Exercise brief =
Carry on the text on how nuclear reactors work, starting after its final sentence.

[Opening Selected excerpt section]

1. Nuclear Energy

How does a nuclear reactor work?

Nuclear reactors are, fundamentally, large kettles, which are used to heat water to produce enormous amounts of low-carbon electricity. They come in different sizes and shapes, and can be powered by a variety of different fuels.

A nuclear reactor is driven by the splitting of atoms, a process called fission, where a particle (a ‘neutron’) is fired at an atom, which then fissions into two smaller atoms and some additional neutrons. Some of the neutrons that are released then hit other atoms, causing them to fission too and release more neutrons. This is called a chain reaction.

The fissioning of atoms in the chain reaction also releases a large amount of energy as heat. The generated heat is removed from the reactor by a circulating fluid, typically water. This heat can then be used to generate steam, which drives turbines for electricity production. 

In order to ensure the nuclear reaction takes place at the right speed, reactors have systems that accelerate, slow or shut down the nuclear reaction, and the heat it produces. This is normally done with control rods, which typically are made out of neutron-absorbing materials such as silver and boron.

Two examples of nuclear fissioning of uranium-235, the most commonly used fuel in nuclear reactors.

Nuclear reactors come in many different shapes and sizes – some use water to cool their cores, whilst others use gas or liquid metal. The most common power reactor types use water, with more than 90% of the world’s reactors being water-based. Further information on the many different types of reactor around the world can be found in the Nuclear Power Reactors section of the Information Library.

[Closing Selected excerpt section]
[Opening Dataset records section]

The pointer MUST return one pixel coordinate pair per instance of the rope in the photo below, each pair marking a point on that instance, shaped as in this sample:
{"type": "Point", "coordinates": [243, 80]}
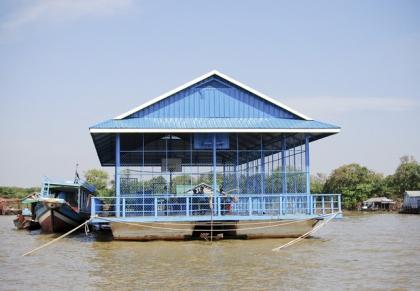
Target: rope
{"type": "Point", "coordinates": [312, 231]}
{"type": "Point", "coordinates": [183, 229]}
{"type": "Point", "coordinates": [56, 239]}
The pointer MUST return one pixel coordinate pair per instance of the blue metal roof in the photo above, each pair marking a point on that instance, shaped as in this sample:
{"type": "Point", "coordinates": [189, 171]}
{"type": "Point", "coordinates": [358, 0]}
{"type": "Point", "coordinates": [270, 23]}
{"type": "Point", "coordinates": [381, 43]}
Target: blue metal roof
{"type": "Point", "coordinates": [212, 123]}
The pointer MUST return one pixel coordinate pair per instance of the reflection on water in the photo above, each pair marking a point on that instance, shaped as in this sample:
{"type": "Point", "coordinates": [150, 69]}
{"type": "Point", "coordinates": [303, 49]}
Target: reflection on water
{"type": "Point", "coordinates": [380, 251]}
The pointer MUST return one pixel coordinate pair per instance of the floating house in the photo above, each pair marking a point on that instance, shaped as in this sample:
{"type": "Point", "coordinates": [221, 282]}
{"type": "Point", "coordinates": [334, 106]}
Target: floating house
{"type": "Point", "coordinates": [378, 203]}
{"type": "Point", "coordinates": [411, 203]}
{"type": "Point", "coordinates": [250, 150]}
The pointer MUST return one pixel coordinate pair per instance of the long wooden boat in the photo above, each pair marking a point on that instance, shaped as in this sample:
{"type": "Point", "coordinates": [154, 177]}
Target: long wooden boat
{"type": "Point", "coordinates": [27, 219]}
{"type": "Point", "coordinates": [63, 205]}
{"type": "Point", "coordinates": [147, 231]}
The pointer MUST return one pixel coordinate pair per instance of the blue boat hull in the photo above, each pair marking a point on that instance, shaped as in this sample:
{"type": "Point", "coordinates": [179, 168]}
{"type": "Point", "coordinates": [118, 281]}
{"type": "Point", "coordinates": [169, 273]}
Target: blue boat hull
{"type": "Point", "coordinates": [58, 217]}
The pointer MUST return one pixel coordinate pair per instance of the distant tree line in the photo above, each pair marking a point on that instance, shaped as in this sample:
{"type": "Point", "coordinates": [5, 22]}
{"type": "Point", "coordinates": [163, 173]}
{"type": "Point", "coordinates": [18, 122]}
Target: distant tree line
{"type": "Point", "coordinates": [357, 183]}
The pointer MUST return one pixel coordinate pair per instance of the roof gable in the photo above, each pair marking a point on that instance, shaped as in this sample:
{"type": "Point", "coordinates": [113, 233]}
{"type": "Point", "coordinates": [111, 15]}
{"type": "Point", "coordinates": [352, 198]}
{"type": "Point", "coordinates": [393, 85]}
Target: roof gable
{"type": "Point", "coordinates": [213, 95]}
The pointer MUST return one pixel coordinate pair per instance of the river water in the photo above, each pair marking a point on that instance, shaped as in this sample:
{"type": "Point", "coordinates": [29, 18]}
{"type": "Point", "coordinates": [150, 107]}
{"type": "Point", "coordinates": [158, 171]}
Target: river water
{"type": "Point", "coordinates": [360, 251]}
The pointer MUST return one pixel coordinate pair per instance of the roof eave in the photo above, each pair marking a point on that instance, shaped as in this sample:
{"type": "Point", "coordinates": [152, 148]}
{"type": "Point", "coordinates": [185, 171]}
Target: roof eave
{"type": "Point", "coordinates": [208, 130]}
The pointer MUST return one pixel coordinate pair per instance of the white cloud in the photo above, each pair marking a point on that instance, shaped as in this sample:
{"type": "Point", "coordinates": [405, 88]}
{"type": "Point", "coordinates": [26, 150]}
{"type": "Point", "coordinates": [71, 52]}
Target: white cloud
{"type": "Point", "coordinates": [36, 11]}
{"type": "Point", "coordinates": [328, 104]}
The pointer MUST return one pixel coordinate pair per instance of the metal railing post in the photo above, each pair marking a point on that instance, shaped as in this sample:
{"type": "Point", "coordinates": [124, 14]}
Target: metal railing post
{"type": "Point", "coordinates": [155, 204]}
{"type": "Point", "coordinates": [332, 203]}
{"type": "Point", "coordinates": [92, 207]}
{"type": "Point", "coordinates": [123, 207]}
{"type": "Point", "coordinates": [339, 202]}
{"type": "Point", "coordinates": [218, 206]}
{"type": "Point", "coordinates": [281, 205]}
{"type": "Point", "coordinates": [250, 206]}
{"type": "Point", "coordinates": [187, 205]}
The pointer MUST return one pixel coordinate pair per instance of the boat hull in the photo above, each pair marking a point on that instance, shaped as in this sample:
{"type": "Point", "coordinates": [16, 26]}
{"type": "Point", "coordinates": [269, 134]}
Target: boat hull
{"type": "Point", "coordinates": [217, 230]}
{"type": "Point", "coordinates": [26, 222]}
{"type": "Point", "coordinates": [58, 217]}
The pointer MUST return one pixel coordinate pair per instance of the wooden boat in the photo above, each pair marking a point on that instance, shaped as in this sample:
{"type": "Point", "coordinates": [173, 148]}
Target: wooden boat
{"type": "Point", "coordinates": [26, 219]}
{"type": "Point", "coordinates": [63, 205]}
{"type": "Point", "coordinates": [218, 229]}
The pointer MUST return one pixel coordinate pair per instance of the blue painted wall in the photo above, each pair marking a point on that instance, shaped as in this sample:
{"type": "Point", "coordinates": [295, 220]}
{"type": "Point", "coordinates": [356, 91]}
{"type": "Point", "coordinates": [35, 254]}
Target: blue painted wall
{"type": "Point", "coordinates": [213, 98]}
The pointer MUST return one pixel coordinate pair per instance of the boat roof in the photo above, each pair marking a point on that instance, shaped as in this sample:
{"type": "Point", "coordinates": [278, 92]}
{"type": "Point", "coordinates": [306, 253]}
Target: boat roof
{"type": "Point", "coordinates": [379, 199]}
{"type": "Point", "coordinates": [77, 183]}
{"type": "Point", "coordinates": [413, 193]}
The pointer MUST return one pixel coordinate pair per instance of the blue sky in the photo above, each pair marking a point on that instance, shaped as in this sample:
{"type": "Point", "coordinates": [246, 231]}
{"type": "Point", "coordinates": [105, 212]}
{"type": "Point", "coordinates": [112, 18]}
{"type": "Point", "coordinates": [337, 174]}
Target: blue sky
{"type": "Point", "coordinates": [66, 65]}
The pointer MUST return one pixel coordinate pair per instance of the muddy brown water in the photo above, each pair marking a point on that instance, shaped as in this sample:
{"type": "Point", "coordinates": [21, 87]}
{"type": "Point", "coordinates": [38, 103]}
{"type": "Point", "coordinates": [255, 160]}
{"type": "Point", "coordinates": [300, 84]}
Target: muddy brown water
{"type": "Point", "coordinates": [361, 251]}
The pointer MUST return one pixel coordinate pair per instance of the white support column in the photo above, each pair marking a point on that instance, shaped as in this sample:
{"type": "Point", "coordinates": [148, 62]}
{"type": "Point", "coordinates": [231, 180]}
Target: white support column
{"type": "Point", "coordinates": [117, 175]}
{"type": "Point", "coordinates": [283, 165]}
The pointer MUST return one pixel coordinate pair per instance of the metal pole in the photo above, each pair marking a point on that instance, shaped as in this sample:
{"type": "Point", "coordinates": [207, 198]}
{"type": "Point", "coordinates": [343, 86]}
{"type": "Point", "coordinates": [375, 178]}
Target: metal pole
{"type": "Point", "coordinates": [237, 164]}
{"type": "Point", "coordinates": [308, 176]}
{"type": "Point", "coordinates": [117, 174]}
{"type": "Point", "coordinates": [215, 174]}
{"type": "Point", "coordinates": [283, 165]}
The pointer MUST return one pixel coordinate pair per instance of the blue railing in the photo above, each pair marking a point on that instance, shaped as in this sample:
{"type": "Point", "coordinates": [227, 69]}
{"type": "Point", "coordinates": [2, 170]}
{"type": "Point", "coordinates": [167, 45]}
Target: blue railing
{"type": "Point", "coordinates": [194, 207]}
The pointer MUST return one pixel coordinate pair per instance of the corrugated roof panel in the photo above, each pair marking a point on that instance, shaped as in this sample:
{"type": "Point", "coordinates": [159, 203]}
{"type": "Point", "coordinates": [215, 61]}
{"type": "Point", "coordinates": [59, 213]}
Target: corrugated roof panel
{"type": "Point", "coordinates": [217, 123]}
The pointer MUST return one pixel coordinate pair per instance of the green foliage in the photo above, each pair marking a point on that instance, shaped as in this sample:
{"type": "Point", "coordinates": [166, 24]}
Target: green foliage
{"type": "Point", "coordinates": [99, 178]}
{"type": "Point", "coordinates": [17, 192]}
{"type": "Point", "coordinates": [355, 182]}
{"type": "Point", "coordinates": [407, 176]}
{"type": "Point", "coordinates": [317, 183]}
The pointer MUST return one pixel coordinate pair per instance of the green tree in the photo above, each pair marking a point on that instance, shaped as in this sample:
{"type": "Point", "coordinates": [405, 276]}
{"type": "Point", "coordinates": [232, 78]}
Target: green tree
{"type": "Point", "coordinates": [355, 182]}
{"type": "Point", "coordinates": [99, 178]}
{"type": "Point", "coordinates": [406, 176]}
{"type": "Point", "coordinates": [317, 183]}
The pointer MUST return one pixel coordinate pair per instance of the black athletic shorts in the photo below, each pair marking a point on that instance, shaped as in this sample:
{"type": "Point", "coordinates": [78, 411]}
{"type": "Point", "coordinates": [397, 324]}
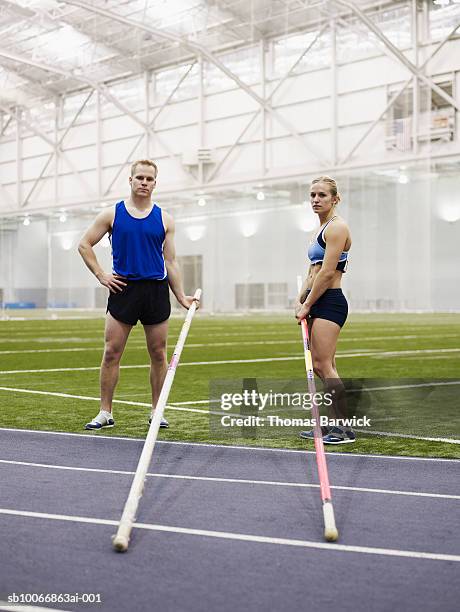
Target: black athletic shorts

[Closing Dataset records section]

Output below =
Nuclear reactors are very reliable at generating electricity, capable of running for 24 hours a day for many months, if not years, without interruption, whatever the weather or season. Additionally, most nuclear reactors can operate for very long periods of time – over 60 years in many cases. In 2019, units 3&4 at the Turkey Point plant in Florida were the first reactors in the world to be licensed for 80 years of operation.  

What fuels a reactor?

A number of different materials can be used to fuel a reactor, but most commonly uranium is used. Uranium is abundant, and can be found in many places around the world, including in the oceans. Other fuels, such as plutonium and thorium, can also be used. 

Most of today’s reactors contain several hundred fuel assemblies, each having thousands of small pellets of uranium fuel. A single pellet contains as much energy as there is in one tonne of coal. A typical reactor requires about 27 tonnes of fresh fuel each year. In contrast, a coal power station of a similar size would require more than two-and-a-half million tonnes of coal to produce as much electricity.

Nuclear fuel pellets are not much larger than a sugar cube

How about the waste?

Like any industry, the nuclear industry generates waste. However, unlike many industries, nuclear power generates very little of it – and fully contains and manages what it does produce. The vast majority of the waste from nuclear power plants is not very radioactive and for many decades has been responsibly managed and disposed of. If nuclear power was used to supply a person’s electricity needs for an entire year, only about 5 grams of highly-radioactive waste would be produced, which is the same weight as a sheet of paper.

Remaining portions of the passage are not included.